**読解文:**
= = = = = = =

紙幣に汚れなどが残っていることで、価値は上がっていくこともあります。
また、下手にクリーニングを行なうことで、紙幣の状態を悪くしてしまう可能性もあります。
そのため、紙幣を買取店に出すときには、クリーニングせずにそのまま査定してもらうようにしましょう。
鑑定書も査定時に持ち込む
鑑定書とは、専門家の鑑定によって出た結果を記したものです。
あらかじめ査定士に鑑定されていることを証明できていれば、高値で買い取ってもらいやすくなります。
鑑定書をお持ちの方は、買取査定を希望する紙幣と一緒に買取店へ持参しましょう。
おわりに
B号券の聖徳太子、C号券の伊藤博文、D号券の夏目漱石を絵柄とした旧千円札は、そのまま使用可能です。

= = = = = = =

**課題一覧:**
1 > 紙幣買取についての文章で、旧千円札の絵柄として挙げられている人物は誰ですか。券の種類とあわせて、すべて答えてください。
2 > 紙幣買取についての文章を、最後の文の次から書き進めてください。
この後に続く行は、紙幣買取についての文章とは別の出典から取られています。

= = = = = = =

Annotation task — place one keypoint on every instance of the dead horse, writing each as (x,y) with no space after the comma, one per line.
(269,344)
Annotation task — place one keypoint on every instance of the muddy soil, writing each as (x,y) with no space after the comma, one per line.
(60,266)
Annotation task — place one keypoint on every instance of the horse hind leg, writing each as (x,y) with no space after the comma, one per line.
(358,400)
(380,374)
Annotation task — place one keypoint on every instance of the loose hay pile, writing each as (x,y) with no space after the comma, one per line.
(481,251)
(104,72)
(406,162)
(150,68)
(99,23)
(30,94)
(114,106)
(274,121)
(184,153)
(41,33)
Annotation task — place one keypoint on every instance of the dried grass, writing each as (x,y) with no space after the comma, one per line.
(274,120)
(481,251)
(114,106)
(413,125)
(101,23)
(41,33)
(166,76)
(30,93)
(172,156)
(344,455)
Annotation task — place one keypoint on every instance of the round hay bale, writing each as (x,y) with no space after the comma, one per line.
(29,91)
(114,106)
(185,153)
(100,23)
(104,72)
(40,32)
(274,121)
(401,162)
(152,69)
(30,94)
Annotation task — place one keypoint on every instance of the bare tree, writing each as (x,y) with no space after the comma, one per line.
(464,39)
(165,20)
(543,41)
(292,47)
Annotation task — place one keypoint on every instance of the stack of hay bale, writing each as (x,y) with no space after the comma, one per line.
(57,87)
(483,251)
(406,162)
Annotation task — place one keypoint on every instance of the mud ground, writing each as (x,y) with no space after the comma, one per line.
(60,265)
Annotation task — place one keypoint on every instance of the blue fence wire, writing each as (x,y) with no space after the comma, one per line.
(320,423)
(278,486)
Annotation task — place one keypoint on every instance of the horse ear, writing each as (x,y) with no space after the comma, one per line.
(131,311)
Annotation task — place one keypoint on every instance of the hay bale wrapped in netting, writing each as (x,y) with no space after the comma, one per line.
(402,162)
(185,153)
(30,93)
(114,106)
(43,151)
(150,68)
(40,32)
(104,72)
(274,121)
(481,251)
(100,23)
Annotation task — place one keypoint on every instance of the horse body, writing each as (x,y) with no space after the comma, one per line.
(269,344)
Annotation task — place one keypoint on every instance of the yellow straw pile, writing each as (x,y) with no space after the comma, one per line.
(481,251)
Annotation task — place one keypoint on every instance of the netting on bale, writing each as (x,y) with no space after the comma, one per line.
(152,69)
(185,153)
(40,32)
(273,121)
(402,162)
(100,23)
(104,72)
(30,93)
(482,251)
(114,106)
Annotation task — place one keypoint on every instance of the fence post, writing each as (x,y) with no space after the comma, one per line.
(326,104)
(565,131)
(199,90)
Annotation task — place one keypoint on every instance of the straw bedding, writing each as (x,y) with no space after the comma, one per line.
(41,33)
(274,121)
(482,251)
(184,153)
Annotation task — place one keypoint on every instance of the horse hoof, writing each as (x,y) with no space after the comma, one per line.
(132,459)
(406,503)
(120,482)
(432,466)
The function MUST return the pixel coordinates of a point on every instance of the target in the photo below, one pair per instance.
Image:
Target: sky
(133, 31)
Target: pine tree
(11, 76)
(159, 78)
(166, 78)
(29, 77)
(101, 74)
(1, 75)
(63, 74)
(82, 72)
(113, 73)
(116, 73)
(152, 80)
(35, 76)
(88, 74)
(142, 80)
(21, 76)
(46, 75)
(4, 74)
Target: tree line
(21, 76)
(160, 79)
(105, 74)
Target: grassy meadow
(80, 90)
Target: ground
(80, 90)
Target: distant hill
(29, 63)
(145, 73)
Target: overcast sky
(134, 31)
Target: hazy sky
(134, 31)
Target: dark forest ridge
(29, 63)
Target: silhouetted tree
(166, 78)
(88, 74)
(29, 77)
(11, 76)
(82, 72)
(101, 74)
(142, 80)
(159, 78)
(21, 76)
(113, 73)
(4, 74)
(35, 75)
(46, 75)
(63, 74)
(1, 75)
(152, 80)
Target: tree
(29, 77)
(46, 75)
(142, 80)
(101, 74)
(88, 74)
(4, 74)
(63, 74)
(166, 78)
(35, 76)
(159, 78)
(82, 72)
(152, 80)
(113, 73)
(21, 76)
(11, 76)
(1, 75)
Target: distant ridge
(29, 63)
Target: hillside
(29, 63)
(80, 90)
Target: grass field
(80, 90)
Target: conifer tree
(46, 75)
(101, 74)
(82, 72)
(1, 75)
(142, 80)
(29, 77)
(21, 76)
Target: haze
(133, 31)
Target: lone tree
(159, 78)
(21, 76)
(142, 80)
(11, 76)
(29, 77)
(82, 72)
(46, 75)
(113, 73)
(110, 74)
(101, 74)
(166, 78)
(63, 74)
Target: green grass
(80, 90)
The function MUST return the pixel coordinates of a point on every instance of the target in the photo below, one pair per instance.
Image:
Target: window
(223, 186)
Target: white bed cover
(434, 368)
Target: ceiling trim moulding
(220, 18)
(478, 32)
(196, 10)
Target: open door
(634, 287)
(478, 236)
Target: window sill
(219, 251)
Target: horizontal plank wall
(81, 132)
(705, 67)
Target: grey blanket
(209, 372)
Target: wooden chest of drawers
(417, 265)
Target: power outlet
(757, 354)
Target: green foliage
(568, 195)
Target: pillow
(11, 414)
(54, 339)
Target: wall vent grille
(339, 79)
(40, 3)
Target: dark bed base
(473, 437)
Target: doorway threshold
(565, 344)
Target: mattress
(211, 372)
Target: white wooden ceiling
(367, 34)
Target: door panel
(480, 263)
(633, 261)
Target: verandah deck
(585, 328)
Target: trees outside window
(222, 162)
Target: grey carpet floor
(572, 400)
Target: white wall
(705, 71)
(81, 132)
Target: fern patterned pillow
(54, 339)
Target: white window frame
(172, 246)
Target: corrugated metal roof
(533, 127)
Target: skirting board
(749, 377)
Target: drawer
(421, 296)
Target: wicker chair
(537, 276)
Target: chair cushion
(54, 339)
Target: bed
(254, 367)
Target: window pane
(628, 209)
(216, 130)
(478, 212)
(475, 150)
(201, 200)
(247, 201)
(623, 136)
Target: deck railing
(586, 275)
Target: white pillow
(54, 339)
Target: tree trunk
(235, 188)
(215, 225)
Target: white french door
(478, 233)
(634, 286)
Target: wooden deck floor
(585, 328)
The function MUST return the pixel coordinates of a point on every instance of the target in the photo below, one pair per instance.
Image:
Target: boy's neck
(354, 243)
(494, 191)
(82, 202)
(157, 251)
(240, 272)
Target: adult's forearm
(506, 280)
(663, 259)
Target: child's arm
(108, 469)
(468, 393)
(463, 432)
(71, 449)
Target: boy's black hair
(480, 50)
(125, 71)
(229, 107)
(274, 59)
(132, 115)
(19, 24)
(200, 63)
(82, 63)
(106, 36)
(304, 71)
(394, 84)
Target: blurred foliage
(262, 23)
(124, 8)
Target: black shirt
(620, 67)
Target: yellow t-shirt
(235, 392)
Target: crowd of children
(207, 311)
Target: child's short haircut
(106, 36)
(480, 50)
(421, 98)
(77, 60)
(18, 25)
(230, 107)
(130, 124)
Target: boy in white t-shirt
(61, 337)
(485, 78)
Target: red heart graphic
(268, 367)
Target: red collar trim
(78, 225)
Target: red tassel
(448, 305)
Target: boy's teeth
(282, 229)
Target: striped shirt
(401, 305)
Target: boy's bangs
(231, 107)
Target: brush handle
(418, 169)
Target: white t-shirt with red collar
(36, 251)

= = = = = = =

**解答:**
1 > B号券の聖徳太子、C号券の伊藤博文、D号券の夏目漱石

2 >
また、大量に発行されていますので、千円以上の価値を見込むのは難しい旧千円となります。
しかし、そのなかでも、通し番号が珍しい「珍番号」の旧千円札やエラープリントになっている旧千円札は、価値を上げることが可能です。
美品で未使用ならば、さらに価値が上がるかもしれません。
使わずに保管中の旧千円札をお持ちでしたら、番号や絵柄などを隅々まで確認してみるのも良いかもしれません。
そうすることで、これまで見向きもしなかった旧紙幣に思わぬ価値がつく可能性もあるのではないでしょうか。